TASK INSTRUCTIONS
Begin at the line with "x=319, y=121" and write out every line after it, exactly, through the last line below, adding nothing.

::: GIVEN DATA :::

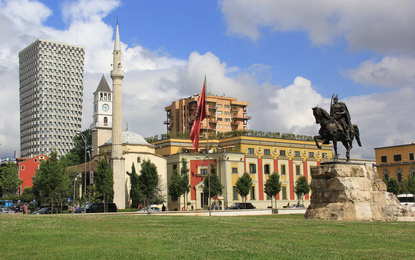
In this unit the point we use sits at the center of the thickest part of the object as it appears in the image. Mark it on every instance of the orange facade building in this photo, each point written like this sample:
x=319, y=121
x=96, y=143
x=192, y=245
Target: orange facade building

:::

REPLY
x=319, y=121
x=96, y=143
x=192, y=245
Target: orange facade building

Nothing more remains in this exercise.